Task details — Give an exact reproduction of all the lines in the listing.

Recorded data —
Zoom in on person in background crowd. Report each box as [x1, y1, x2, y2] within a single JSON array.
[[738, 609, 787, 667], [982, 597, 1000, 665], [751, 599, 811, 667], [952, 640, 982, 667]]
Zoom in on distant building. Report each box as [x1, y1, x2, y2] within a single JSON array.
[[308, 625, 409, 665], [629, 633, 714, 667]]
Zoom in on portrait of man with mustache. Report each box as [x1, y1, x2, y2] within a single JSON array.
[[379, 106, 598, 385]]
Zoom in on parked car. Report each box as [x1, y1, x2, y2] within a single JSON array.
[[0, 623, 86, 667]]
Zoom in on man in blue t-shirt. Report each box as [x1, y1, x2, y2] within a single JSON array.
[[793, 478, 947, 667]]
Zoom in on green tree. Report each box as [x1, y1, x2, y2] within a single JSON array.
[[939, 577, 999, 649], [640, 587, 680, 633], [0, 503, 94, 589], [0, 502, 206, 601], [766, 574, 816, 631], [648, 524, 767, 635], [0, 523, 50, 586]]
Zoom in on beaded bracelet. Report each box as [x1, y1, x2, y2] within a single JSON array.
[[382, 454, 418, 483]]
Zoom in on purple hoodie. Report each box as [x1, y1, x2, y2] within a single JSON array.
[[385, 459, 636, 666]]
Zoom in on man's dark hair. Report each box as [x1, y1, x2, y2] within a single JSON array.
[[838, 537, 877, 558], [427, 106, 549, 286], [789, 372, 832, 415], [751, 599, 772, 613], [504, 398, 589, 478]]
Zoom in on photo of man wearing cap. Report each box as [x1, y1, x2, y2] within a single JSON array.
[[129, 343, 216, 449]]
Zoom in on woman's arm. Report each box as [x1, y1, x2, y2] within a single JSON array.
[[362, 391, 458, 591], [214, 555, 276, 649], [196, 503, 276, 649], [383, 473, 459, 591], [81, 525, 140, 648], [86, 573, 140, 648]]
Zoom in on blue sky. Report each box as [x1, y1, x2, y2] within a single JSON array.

Answer area —
Zoom in on person in background crowd. Report each box as [x1, y1, x2, y2] within a single JSON array.
[[738, 609, 787, 667], [982, 597, 1000, 665], [751, 599, 811, 667], [952, 640, 982, 667]]
Zoom in on distant building. Report each box as [x1, y1, x2, y2] within a single JSON array.
[[308, 625, 409, 665], [629, 633, 714, 667]]
Zoom in on portrait of man with mustache. Report each box as [x1, y1, x2, y2] within a single JSON array.
[[379, 106, 598, 385]]
Zoom in on parked car. Report each box as [x1, y1, x2, y2] within a single JSON array.
[[0, 623, 86, 667]]
Zoom in on man in blue t-shirt. Report each box as [x1, y1, x2, y2] within a single JSON array.
[[793, 478, 947, 667]]
Zoom in on green tree. Report each box as [x1, y1, x2, y2] within a single JSON array.
[[939, 577, 999, 649], [640, 587, 680, 633], [0, 503, 94, 589], [0, 502, 206, 601], [766, 574, 816, 631], [648, 524, 767, 635], [0, 523, 50, 586]]
Zoom in on beaded bracelet. Report each box as [x1, y1, x2, y2] within a single JSON array.
[[382, 454, 418, 483]]
Zoom in on purple hoodie. Report each box as [x1, y1, x2, y2] within a single JSON array.
[[385, 459, 636, 666]]
Zoom in on man's dark hair. Report each box as [x1, y1, x2, y2] within a single JSON array.
[[838, 537, 877, 558], [427, 106, 549, 286], [789, 372, 832, 415], [751, 599, 772, 613], [504, 398, 589, 478]]
Zoom in on photo of man wearing cap. Report each box as [x1, y1, x2, y2] within a single JSON array.
[[129, 343, 216, 449]]
Zoom in on woman's arm. Report each box as [x1, y1, x2, y2] within a single JSON array.
[[362, 391, 458, 591], [214, 555, 276, 649], [196, 503, 276, 649], [383, 473, 459, 591], [81, 525, 140, 648], [86, 573, 140, 648]]
Zoom in on blue sky. Report each box as [x1, y1, x2, y2] within a single JSON array.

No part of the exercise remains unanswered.